Document section
↓

Upload README.md with huggingface_hub

ba7d753 verified 3 days ago

3.93 kB

	---
	language:
	- en
	license: apache-2.0
	tags:
	- llama
	- causal-lm
	- from-scratch
	- dpo
	- chat
	- text-generation
	library_name: transformers
	pipeline_tag: text-generation
	model-index:
	- name: Transformer-1B-Chat
	results: []
	---

	# Transformer-1B-Chat

	A 1.1 billion parameter decoder-only language model trained entirely from scratch -- pretraining, supervised fine-tuning, and preference alignment -- on 8x NVIDIA H100 GPUs.

	## Model Details

	\| Property \| Value \|
	\|---\|---\|
	\| Parameters \| 1,105,827,840 (1.1B) \|
	\| Architecture \| LLaMA-style Decoder-only Transformer \|
	\| Hidden Size \| 2048 \|
	\| Intermediate Size \| 5504 (SwiGLU) \|
	\| Layers \| 22 \|
	\| Attention Heads \| 32 (Grouped Query Attention) \|
	\| KV Heads \| 8 \|
	\| Head Dim \| 64 \|
	\| Max Sequence Length \| 2048 \|
	\| Vocab Size \| 32,003 \|
	\| Precision \| BFloat16 \|

	### Architecture Highlights

	- RoPE (Rotary Position Embeddings) with theta=10,000
	- Grouped Query Attention (GQA) -- 4:1 query-to-KV head ratio for efficient inference
	- SwiGLU Feed-Forward Network
	- RMSNorm in a pre-norm configuration
	- Flash Attention 2 via PyTorch SDPA

	## Training Pipeline

	This model was built through a complete 3-stage training pipeline:

	### Stage 1: Pretraining

	\| Detail \| Value \|
	\|---\|---\|
	\| Dataset \| HuggingFaceFW/fineweb-edu (sample-10BT) \|
	\| Tokens Trained \| ~20B tokens \|
	\| Steps \| 19,070 \|
	\| Duration \| ~12.3 hours \|
	\| Optimizer \| AdamW (lr=3e-4, betas=0.9/0.95, wd=0.1) \|
	\| Schedule \| WSD (Warmup-Stable-Decay), warmup=1000 steps \|
	\| Batch Size \| 512 sequences (8 GPUs x 8 micro x 8 grad accum) \|
	\| Final Loss \| 2.43 \|
	\| Throughput \| ~338K tokens/sec \|

	### Stage 2: Supervised Fine-Tuning (SFT)

↑

Set problem 1
Decide whether each statement below agrees with the Transformer-1B-Chat model card. Answer yes or no for each, and quote the words of the model card that decide it.
(a) The model was trained on eight NVIDIA A100 GPUs.
(b) RMSNorm is used in a pre-norm configuration.
(c) Grouped Query Attention in the model uses a 4:1 query-to-KV head ratio.

Materials provided
↓

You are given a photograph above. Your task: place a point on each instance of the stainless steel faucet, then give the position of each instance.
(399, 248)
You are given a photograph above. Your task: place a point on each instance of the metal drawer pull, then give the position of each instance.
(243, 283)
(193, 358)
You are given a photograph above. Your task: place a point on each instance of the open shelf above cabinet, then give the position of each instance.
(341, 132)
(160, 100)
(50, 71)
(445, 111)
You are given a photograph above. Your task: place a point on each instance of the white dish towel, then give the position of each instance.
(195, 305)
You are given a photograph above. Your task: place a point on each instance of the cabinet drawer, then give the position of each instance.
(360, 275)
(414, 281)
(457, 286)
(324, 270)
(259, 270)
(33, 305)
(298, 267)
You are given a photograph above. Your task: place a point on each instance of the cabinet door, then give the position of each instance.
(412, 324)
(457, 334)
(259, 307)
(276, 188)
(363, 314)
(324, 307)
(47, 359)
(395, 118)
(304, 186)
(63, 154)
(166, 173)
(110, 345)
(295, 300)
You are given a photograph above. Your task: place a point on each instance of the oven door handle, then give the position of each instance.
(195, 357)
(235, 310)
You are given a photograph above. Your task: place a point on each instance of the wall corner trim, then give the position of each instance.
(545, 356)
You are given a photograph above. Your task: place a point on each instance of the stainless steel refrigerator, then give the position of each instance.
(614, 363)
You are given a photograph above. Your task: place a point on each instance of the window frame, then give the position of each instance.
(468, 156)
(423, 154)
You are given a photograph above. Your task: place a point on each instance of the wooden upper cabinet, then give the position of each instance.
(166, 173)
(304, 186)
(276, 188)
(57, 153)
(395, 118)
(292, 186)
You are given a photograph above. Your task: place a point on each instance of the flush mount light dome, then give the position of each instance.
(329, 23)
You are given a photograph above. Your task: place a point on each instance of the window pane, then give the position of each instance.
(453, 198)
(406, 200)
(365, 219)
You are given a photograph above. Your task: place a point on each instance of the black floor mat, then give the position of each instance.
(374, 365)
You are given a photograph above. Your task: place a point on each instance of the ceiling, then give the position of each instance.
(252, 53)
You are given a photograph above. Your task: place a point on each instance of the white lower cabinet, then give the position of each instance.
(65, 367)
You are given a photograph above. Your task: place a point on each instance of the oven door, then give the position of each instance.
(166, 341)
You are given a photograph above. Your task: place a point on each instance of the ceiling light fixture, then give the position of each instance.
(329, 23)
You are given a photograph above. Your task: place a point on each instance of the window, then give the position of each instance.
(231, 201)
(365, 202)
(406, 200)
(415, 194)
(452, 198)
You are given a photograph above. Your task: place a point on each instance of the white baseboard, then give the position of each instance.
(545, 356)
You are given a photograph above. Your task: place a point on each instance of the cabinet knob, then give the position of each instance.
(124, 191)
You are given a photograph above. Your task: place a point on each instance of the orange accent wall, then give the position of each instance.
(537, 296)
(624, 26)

↑
↓

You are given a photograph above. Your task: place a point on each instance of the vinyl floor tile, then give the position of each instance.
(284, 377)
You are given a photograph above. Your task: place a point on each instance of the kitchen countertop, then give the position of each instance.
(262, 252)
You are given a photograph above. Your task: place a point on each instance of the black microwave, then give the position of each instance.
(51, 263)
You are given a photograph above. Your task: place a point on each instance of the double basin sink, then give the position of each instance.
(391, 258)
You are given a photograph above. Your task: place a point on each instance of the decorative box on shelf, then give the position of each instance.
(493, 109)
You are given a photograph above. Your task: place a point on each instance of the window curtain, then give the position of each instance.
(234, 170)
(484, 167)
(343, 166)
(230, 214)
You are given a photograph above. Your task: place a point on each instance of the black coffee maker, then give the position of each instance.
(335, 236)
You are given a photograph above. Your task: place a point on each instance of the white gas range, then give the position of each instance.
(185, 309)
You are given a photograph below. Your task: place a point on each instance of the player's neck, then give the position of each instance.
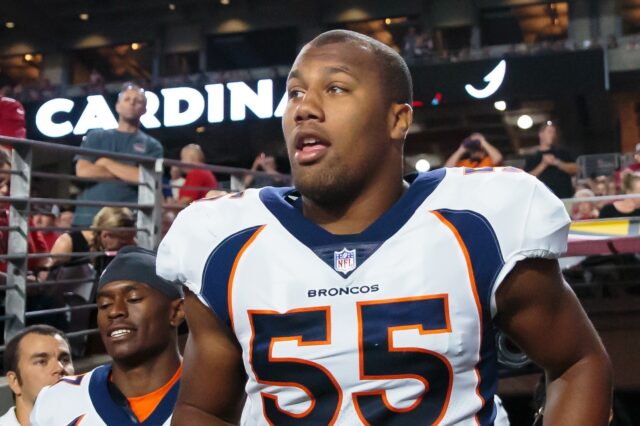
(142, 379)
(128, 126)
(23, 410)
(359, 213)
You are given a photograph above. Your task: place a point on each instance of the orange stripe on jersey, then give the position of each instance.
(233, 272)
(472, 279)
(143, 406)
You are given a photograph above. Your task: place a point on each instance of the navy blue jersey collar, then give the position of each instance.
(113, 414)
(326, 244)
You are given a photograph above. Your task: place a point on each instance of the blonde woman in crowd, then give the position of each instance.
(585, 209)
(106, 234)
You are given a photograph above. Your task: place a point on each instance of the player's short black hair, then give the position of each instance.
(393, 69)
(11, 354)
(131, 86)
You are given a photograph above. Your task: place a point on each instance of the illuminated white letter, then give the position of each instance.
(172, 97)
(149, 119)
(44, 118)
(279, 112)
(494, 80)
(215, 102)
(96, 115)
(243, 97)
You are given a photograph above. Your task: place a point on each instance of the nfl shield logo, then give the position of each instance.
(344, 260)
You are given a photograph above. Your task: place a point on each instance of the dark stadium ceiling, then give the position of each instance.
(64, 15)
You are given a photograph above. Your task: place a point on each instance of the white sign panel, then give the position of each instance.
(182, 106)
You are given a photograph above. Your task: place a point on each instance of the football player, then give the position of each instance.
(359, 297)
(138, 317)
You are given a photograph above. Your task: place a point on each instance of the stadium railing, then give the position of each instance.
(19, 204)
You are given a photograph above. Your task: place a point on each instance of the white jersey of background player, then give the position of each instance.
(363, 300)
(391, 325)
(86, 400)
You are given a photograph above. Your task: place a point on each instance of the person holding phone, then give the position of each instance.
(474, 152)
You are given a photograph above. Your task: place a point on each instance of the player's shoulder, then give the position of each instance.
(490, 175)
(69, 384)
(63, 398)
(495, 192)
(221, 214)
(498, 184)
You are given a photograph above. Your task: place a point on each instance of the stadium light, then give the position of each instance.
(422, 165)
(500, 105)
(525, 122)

↑

Set problem 2
Locate every line in the entries that contains the word "door", and copy each of those lines.

Expected answer 1
(a) No: "on 8x NVIDIA H100 GPUs"
(b) Yes: "RMSNorm in a pre-norm configuration"
(c) Yes: "4:1 query-to-KV head ratio for efficient inference"

Expected answer 2
You are given a photograph above. Your task: place a point on each instance of the cabinet door, then give the position of each instance.
You are given a photograph above. Your task: place a point on each instance of the oven door handle, then give the position of each instance.
You are given a photograph above. Your task: place a point on each instance of the oven door, then give the position of each instance.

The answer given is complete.